Given records>

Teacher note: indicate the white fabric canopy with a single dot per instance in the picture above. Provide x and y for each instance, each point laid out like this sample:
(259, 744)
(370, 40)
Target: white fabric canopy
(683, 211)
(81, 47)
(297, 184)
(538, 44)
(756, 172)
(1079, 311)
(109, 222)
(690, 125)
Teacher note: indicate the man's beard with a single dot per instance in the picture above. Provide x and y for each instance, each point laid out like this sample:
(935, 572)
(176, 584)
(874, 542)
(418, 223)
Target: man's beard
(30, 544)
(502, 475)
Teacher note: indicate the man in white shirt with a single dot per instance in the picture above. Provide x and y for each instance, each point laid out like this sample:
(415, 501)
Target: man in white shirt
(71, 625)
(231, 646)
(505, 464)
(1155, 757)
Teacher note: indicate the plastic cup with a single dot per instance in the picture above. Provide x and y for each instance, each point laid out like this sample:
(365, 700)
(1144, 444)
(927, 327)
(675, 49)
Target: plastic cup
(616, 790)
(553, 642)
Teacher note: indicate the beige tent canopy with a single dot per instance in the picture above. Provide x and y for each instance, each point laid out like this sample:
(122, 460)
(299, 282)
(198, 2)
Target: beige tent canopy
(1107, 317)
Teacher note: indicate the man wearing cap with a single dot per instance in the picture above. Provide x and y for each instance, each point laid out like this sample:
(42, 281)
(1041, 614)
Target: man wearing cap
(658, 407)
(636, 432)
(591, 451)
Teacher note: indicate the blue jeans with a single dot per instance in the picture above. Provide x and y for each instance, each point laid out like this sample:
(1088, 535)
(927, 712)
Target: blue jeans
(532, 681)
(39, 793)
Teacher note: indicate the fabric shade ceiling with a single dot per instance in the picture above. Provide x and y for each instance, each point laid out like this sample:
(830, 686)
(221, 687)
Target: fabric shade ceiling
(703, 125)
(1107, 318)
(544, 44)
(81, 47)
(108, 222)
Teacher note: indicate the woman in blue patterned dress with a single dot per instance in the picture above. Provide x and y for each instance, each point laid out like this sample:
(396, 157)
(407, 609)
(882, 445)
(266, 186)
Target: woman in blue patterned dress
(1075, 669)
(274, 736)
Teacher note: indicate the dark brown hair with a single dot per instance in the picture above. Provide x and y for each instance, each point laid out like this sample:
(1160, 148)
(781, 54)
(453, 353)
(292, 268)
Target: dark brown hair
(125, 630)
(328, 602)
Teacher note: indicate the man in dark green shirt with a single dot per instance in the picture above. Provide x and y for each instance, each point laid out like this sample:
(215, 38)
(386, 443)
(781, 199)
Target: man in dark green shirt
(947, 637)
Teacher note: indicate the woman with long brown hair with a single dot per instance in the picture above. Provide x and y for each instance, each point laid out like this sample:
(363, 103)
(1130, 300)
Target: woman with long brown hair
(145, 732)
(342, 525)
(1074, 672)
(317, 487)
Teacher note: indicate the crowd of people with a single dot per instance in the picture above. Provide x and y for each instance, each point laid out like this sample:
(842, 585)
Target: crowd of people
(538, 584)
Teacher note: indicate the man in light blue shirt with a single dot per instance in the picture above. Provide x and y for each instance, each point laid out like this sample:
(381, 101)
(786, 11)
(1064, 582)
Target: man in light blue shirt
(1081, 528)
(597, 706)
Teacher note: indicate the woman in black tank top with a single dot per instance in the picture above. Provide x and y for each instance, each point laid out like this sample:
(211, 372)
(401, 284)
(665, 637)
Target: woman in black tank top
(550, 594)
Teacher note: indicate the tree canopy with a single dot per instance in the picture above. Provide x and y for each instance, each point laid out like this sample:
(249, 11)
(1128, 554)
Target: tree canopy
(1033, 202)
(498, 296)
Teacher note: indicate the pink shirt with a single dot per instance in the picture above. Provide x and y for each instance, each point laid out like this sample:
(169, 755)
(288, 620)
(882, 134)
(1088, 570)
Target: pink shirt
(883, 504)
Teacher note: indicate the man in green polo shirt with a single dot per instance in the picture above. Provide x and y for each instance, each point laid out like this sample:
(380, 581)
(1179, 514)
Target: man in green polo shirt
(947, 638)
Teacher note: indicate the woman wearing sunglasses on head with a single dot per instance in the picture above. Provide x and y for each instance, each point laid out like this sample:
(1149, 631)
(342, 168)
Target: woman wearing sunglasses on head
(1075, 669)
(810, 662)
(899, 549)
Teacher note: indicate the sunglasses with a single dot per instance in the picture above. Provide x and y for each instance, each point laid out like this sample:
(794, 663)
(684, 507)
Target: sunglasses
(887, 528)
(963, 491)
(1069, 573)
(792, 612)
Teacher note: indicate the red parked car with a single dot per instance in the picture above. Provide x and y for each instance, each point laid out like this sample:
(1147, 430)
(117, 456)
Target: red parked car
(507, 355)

Given problem>
Reproduce the entries above in full, verbatim.

Answer>
Teacher note: indicate the white fabric canopy with a single dot per instance in the picture above. Provide x and y for each instance, each point laid out like this sample:
(259, 744)
(370, 40)
Target: white fabric canopy
(683, 211)
(81, 47)
(297, 184)
(538, 44)
(756, 172)
(1079, 311)
(109, 222)
(690, 125)
Teacher note: indicate the man's beard with a single dot per instance in the picture above. Provide x and y for each instance, each point laid out like this sample:
(935, 572)
(176, 584)
(874, 542)
(418, 223)
Target: man's beard
(30, 544)
(502, 475)
Teacher note: indicate the man in white shirt with a single dot per instance in the picture above. Provide x and y for each instance, each point laid out like this sample:
(415, 501)
Target: man in white shirt
(71, 625)
(231, 646)
(505, 464)
(1155, 757)
Teacher note: indicate the plastic cup with a single dot per instance in the picture above. Provide x and y for each instance, each point laid out like this sample:
(365, 700)
(1144, 444)
(927, 327)
(675, 49)
Target: plastic cup
(616, 790)
(553, 642)
Teacher note: indicate the beige tent canopy with a single dot per instance in the picture above. Provide x and y for each instance, each point laid out like this sample:
(122, 460)
(299, 282)
(198, 2)
Target: beige tent canopy
(1107, 317)
Teacher note: indicate the man wearing cap with a single dot per instance in the picture above. Provide x and y for each instance, each point laid out like this sample:
(42, 281)
(1041, 614)
Target: man wearing cap
(658, 407)
(636, 432)
(591, 451)
Teacher note: indicate the blue jeans with a single dot per instance in the picture above. Provide x and y for each instance, each point laid out like this sample:
(1088, 535)
(927, 712)
Target: blue jeans
(532, 681)
(39, 793)
Teacher note: indicate the fabric shade ceiling with a single dot per instance in the picture above. Provide x and y for each instance, each point laid out like this sample:
(830, 686)
(221, 687)
Target: fabric shade ceiling
(703, 125)
(1107, 318)
(544, 44)
(81, 47)
(108, 222)
Teacher note: indicate the woman in blue patterned dress with a single dot per instance in the picture above. Provide x and y for each instance, each point laid out like this sample:
(396, 157)
(407, 609)
(882, 445)
(266, 186)
Target: woman in blue patterned dress
(1075, 669)
(274, 736)
Teacher note: indicate the dark brown hair with a single dot per instance in the picture above. Provide x and y for each instance, each point laid out like this sample:
(1160, 148)
(781, 54)
(453, 353)
(292, 268)
Target: dark brown hair
(125, 630)
(328, 602)
Teacher note: indicate the man in dark green shirt with a single dot per instance in the picture above. Provide x and y for each instance, each point laid out like this sample:
(215, 38)
(386, 443)
(781, 199)
Target: man in dark green shirt
(947, 637)
Teacher note: indicate the woman with long brown hair with a single dot per instance in the picture above. Provide x and y for each instance, each point laid out like this sample:
(363, 103)
(1130, 300)
Target: woman with long brown hair
(145, 732)
(342, 525)
(1074, 672)
(317, 487)
Teacher note: indicate the crowd of people with a single dot per instance in the picture above. Provide x and y for each instance, each point laid out like this sample:
(842, 585)
Target: crowd of people
(538, 584)
Teacher note: indicate the man in light blue shirt with a single dot per instance in the picture above. Provide x and y for each instance, each point laid out like this sample:
(381, 101)
(786, 11)
(1064, 582)
Target: man in light blue shirt
(1081, 528)
(597, 706)
Teacher note: indicate the woman in black tank top with a single dot per instance in the picture above. Provide x and y for each instance, each point laid out like this sample:
(211, 372)
(401, 284)
(665, 637)
Target: woman in black tank top
(550, 594)
Teacher note: indicate the tree canopy with a single dot per instance in the picture above. Provide x and y for each instance, each point laid out like this sample:
(249, 11)
(1128, 554)
Target: tree canopy
(1033, 202)
(498, 296)
Teacher note: indicate the pink shirt with a single dot per instance in the picture above. Provide x and y for each instance, each point laid out like this sample:
(169, 755)
(288, 620)
(882, 134)
(1088, 570)
Target: pink shirt
(883, 504)
Teacher note: indicate the man in green polo shirt with a single dot per instance in the picture above. Provide x and y for each instance, each point laid out like this sample:
(380, 581)
(1179, 514)
Target: man in green polo shirt
(947, 638)
Teacher note: indicate the woman wearing sunglasses on head with a single dot per instance in the picture above. Provide x and y for each instance, each point laid out like this sample:
(1149, 631)
(342, 168)
Target: woman wearing sunglasses on head
(1075, 669)
(810, 662)
(899, 549)
Teacher note: indicate the sunglasses with a single dot per instance in the picture above. Provide x and y for each instance, each point laid out like this sample:
(794, 663)
(684, 507)
Target: sunglasses
(887, 528)
(963, 491)
(1069, 573)
(792, 612)
Teacher note: indicate the red parked car with a single dot per instance in the picture above. Provide x and y for each instance, each point laid out like this sample:
(1147, 430)
(117, 456)
Target: red parked car
(507, 355)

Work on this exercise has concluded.